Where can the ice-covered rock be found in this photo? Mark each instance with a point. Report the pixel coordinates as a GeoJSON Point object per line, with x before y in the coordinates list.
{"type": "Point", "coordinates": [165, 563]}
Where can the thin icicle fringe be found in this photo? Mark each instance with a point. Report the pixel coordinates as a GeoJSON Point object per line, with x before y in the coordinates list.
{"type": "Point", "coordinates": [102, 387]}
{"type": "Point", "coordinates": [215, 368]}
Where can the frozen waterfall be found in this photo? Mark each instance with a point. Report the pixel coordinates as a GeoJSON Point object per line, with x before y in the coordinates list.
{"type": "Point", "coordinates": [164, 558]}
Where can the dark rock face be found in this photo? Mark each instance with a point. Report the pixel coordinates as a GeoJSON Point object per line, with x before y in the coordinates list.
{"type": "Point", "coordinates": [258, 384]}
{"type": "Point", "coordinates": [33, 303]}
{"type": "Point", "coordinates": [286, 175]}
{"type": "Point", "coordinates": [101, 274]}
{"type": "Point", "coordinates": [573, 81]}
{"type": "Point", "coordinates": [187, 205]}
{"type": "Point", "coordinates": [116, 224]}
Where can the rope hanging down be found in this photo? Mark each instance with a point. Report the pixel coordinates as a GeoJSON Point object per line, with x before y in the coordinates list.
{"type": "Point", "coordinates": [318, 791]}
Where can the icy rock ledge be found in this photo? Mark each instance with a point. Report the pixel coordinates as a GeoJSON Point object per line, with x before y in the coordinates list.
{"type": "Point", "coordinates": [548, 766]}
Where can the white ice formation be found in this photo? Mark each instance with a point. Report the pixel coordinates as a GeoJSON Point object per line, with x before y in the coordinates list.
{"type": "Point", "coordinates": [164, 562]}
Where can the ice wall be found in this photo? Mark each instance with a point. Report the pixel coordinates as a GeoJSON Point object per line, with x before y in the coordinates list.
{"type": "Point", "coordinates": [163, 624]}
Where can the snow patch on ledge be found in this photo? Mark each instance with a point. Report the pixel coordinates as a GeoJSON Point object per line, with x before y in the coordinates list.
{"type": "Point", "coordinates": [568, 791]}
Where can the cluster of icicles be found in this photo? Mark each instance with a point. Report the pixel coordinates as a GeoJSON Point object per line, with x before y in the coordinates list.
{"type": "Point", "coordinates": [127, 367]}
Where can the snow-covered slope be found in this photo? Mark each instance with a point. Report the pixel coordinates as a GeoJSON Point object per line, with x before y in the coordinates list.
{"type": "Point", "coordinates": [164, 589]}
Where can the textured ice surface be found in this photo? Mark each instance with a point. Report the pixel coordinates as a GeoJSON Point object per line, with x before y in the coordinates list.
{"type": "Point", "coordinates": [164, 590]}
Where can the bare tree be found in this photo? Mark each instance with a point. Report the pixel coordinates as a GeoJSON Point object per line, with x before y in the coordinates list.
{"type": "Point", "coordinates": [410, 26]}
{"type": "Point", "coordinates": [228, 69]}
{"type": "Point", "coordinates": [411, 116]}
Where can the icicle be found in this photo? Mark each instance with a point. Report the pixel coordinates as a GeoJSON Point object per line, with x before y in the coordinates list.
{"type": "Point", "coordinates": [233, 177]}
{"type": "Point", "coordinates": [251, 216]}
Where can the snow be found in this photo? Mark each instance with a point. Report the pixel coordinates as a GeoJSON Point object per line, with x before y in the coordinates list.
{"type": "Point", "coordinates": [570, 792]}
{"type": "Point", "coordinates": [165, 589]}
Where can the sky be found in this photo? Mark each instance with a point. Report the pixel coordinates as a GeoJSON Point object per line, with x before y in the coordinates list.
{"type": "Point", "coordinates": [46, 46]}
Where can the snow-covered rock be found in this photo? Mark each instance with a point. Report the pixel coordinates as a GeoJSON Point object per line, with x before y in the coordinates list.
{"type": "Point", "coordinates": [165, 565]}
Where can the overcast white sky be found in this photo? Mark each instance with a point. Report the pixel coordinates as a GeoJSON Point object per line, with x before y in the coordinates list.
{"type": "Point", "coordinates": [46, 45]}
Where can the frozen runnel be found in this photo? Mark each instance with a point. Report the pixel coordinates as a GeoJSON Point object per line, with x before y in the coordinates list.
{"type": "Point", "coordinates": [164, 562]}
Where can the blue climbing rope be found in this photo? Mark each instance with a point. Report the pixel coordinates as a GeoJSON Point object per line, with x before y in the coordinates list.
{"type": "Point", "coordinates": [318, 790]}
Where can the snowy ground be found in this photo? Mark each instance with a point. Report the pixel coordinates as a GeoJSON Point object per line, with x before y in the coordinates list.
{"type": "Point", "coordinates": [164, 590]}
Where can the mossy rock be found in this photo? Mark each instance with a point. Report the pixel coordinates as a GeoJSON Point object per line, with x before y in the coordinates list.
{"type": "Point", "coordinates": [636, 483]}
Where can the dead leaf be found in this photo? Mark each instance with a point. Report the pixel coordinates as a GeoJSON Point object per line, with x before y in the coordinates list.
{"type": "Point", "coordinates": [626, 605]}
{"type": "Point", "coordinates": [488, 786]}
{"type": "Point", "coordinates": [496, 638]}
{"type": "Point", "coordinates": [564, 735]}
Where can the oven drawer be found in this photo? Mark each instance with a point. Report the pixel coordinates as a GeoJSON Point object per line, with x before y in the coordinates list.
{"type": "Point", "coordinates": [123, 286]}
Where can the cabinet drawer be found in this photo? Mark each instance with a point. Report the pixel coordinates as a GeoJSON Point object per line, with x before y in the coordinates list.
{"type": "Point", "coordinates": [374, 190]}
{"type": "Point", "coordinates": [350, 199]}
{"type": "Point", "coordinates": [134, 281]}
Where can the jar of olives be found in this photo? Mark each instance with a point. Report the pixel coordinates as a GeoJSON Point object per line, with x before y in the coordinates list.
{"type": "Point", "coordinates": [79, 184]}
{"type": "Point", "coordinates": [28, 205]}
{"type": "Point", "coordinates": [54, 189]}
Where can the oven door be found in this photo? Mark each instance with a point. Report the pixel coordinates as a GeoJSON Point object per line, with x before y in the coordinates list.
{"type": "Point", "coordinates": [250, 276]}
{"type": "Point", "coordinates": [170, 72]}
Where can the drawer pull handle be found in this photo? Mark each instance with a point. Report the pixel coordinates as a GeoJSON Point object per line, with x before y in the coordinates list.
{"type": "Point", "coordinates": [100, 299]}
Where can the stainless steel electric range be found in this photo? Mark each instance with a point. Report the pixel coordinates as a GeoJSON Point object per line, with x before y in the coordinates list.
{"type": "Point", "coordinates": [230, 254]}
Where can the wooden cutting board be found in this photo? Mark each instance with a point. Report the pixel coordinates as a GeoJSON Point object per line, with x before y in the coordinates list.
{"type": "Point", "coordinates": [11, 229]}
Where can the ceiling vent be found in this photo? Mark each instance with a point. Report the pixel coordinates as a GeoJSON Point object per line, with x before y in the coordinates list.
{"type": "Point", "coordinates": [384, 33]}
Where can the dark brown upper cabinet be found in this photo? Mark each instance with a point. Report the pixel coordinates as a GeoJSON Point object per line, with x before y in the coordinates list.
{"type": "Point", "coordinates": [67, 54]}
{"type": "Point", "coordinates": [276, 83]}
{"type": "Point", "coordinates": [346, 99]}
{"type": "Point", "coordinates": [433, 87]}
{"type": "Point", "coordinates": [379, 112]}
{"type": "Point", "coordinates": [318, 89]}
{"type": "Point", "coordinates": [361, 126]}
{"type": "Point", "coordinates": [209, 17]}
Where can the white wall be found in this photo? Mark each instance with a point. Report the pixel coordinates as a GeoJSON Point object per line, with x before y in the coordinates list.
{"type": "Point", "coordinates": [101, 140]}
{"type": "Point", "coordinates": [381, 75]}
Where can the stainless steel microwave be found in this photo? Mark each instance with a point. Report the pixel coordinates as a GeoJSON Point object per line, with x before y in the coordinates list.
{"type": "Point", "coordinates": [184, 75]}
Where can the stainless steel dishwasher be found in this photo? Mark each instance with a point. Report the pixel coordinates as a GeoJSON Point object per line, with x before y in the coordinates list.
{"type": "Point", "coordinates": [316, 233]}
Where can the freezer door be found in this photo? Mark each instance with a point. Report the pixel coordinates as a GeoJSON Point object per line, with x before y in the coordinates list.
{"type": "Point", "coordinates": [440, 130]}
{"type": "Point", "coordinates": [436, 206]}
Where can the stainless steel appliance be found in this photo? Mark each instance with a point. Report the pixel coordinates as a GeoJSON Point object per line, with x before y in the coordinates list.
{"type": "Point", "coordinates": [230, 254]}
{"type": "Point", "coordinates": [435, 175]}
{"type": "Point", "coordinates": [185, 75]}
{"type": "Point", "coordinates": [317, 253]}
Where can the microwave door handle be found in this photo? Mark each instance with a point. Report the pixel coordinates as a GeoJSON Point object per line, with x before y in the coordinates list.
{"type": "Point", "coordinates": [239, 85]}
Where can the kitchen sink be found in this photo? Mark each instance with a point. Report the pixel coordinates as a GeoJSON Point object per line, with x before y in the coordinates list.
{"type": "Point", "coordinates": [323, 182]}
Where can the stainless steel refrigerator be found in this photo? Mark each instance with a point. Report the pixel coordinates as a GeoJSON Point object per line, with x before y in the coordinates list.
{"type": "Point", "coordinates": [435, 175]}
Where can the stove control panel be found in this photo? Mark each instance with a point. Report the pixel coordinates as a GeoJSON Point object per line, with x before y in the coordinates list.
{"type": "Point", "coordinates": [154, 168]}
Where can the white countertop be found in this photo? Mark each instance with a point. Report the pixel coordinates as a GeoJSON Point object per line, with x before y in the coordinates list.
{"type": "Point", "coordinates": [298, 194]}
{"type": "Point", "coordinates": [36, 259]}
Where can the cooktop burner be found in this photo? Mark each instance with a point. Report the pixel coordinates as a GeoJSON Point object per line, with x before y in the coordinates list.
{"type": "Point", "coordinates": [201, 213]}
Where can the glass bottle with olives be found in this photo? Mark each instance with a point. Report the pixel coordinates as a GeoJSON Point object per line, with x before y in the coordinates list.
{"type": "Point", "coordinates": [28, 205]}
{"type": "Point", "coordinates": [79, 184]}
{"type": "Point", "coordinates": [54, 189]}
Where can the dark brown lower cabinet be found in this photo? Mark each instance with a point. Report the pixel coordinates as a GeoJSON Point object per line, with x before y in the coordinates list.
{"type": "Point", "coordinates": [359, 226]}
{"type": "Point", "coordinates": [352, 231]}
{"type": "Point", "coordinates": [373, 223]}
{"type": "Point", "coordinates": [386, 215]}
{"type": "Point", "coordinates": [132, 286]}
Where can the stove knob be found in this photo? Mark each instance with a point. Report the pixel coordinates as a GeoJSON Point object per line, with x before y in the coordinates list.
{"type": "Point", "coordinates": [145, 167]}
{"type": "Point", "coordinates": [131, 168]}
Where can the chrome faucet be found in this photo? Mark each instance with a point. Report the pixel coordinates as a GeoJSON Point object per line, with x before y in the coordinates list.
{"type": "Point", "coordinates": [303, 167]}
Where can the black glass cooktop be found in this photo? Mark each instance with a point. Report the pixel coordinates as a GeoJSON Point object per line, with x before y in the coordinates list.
- - -
▶ SHORT PROBLEM: Starting at the line that has "Where can the stove knob" and stopping after the last line of the data, can you reproduce every line, requests included? Multiply each pixel coordinate in the answers by 2.05 and round it to a whole number, rounding halves up.

▶ TASK SOLUTION:
Where can the stove knob be found in this photo? Mark each instance with a point. Report the pixel coordinates as a GeoJSON Point object per line, with x before y in the coordinates list.
{"type": "Point", "coordinates": [297, 342]}
{"type": "Point", "coordinates": [269, 344]}
Where can the chrome faucet be found in this photo? Mark each instance with a point. Report the pixel coordinates as a GeoJSON Point object per line, with x before y in the coordinates list.
{"type": "Point", "coordinates": [621, 342]}
Where can the black glass cooktop be found in this photo? Mark each instance with a point. Report the pixel coordinates as a GeoJSON Point object per line, with x before y in the coordinates list.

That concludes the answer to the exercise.